WHAT THE EXERCISE ASKS ▸ Collect every line of the data below that contains the string "rocky". Matching is case-sensitive.

THE INPUT ▸

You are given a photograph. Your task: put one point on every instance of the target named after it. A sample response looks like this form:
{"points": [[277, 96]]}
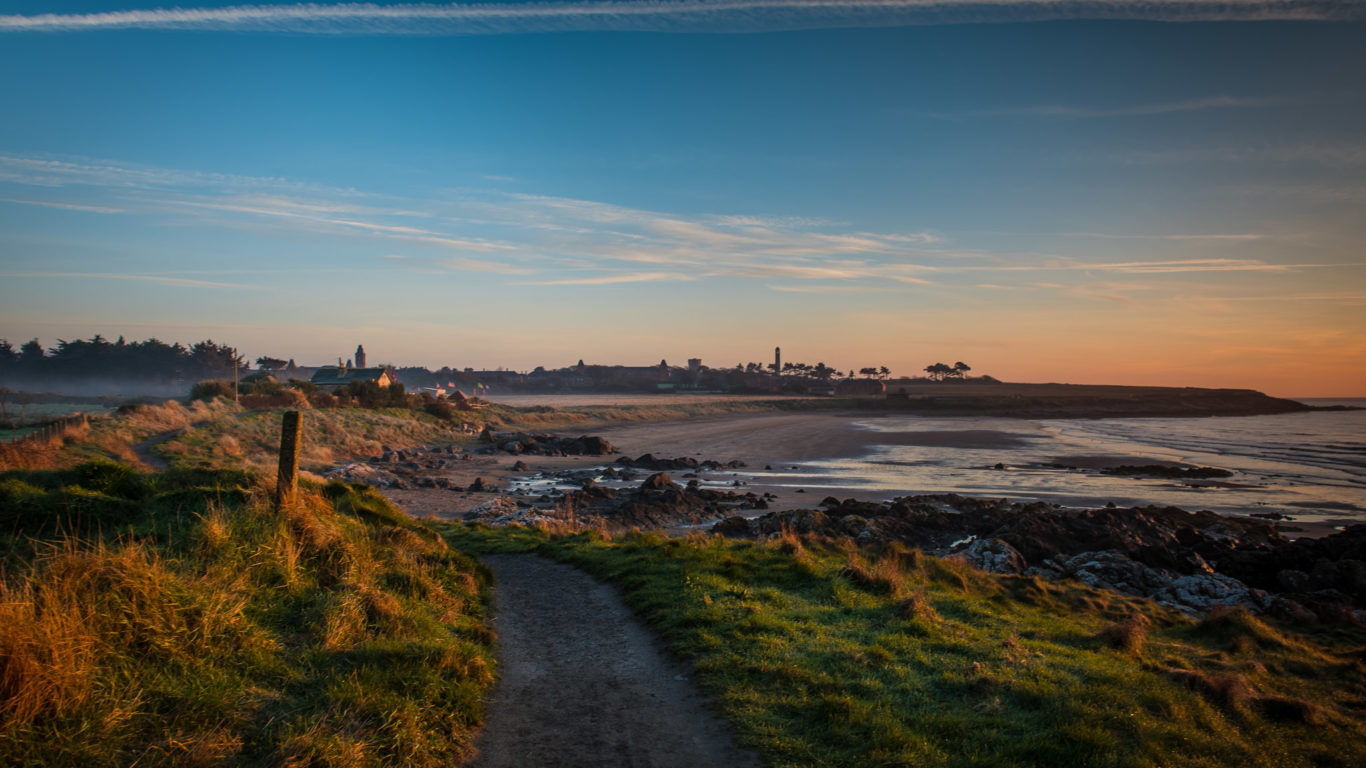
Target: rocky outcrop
{"points": [[523, 443], [657, 503], [1187, 560], [1168, 472], [656, 463]]}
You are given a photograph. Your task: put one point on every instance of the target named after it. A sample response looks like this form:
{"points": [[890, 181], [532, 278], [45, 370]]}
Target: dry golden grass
{"points": [[338, 632], [1127, 636]]}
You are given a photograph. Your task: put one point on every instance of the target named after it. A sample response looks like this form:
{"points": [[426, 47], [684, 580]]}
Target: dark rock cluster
{"points": [[1168, 472], [405, 469], [653, 463], [657, 503], [519, 443], [1189, 560]]}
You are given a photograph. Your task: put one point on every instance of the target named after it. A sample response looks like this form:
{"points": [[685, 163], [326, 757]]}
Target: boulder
{"points": [[992, 555], [1201, 592], [659, 481], [1115, 571], [734, 525]]}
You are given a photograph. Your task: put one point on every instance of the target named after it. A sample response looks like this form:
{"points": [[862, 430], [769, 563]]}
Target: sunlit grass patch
{"points": [[179, 619], [824, 653]]}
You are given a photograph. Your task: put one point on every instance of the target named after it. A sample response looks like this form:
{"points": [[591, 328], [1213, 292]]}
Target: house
{"points": [[329, 379]]}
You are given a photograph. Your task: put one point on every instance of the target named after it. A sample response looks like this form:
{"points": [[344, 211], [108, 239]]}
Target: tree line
{"points": [[150, 361]]}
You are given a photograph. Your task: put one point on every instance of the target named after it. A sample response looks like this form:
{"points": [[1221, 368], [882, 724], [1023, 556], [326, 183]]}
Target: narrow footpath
{"points": [[583, 683]]}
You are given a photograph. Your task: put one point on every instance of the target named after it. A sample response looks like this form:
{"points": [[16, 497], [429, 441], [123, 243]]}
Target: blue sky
{"points": [[1119, 194]]}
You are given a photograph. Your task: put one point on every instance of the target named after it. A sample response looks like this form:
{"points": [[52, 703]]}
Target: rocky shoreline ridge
{"points": [[1191, 562]]}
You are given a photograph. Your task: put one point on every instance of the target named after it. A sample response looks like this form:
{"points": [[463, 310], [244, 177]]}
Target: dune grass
{"points": [[175, 619], [331, 436], [823, 653]]}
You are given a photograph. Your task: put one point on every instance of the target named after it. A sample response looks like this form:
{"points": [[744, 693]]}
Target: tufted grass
{"points": [[175, 619], [824, 655]]}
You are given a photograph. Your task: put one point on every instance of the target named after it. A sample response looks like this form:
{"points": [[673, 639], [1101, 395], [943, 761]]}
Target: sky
{"points": [[1163, 192]]}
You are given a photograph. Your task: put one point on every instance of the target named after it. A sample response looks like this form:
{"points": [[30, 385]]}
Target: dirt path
{"points": [[145, 455], [582, 683]]}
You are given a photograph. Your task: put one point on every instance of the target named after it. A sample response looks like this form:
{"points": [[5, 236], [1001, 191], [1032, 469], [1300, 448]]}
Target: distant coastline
{"points": [[948, 399]]}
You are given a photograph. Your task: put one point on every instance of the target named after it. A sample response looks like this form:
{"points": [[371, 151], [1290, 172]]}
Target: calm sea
{"points": [[1310, 466]]}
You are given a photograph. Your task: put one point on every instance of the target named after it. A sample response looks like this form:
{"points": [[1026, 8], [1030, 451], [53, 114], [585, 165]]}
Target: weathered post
{"points": [[288, 481]]}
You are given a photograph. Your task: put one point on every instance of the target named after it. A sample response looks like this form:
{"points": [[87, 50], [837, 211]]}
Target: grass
{"points": [[331, 436], [827, 655], [175, 619]]}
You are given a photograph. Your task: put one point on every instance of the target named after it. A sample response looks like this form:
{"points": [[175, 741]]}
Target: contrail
{"points": [[672, 17]]}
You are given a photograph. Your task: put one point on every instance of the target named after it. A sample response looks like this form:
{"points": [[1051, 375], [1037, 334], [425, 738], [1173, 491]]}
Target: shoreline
{"points": [[775, 447]]}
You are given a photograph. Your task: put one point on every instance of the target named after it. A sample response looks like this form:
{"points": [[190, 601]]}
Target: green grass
{"points": [[824, 655], [175, 619], [331, 436]]}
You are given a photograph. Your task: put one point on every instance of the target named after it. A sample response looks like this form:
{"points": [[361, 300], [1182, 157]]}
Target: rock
{"points": [[1168, 472], [732, 526], [593, 446], [853, 525], [992, 555], [1202, 592], [659, 481], [1115, 571]]}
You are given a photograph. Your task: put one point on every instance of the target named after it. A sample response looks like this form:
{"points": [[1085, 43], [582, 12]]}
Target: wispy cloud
{"points": [[458, 264], [1194, 265], [64, 205], [661, 15], [159, 279], [615, 279], [1230, 238], [559, 241]]}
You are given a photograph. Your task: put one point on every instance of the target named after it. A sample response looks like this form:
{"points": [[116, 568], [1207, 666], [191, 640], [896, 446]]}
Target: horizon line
{"points": [[735, 17]]}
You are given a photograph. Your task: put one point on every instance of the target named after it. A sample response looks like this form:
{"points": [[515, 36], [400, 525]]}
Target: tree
{"points": [[30, 354]]}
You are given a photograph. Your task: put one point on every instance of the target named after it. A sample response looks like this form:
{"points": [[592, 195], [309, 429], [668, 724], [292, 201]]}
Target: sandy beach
{"points": [[801, 458]]}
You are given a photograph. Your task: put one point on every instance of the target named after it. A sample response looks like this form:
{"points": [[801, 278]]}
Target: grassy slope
{"points": [[824, 655], [252, 439], [175, 619]]}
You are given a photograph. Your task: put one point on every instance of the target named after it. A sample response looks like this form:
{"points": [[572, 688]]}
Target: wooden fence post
{"points": [[288, 481]]}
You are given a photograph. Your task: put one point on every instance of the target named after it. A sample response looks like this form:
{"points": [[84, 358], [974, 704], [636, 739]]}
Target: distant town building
{"points": [[332, 379]]}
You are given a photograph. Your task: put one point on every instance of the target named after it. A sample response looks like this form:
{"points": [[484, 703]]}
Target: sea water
{"points": [[1310, 466]]}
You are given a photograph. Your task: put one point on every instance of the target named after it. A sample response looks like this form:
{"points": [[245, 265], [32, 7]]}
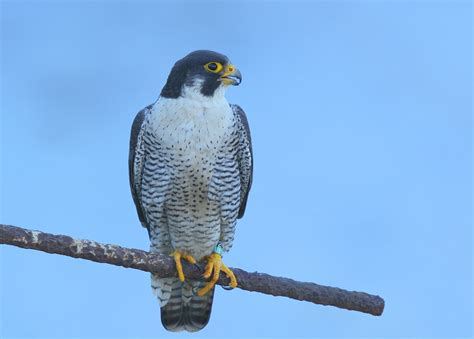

TASK SOLUTION ▸
Target: rocky outcrop
Target: rocky shoreline ridge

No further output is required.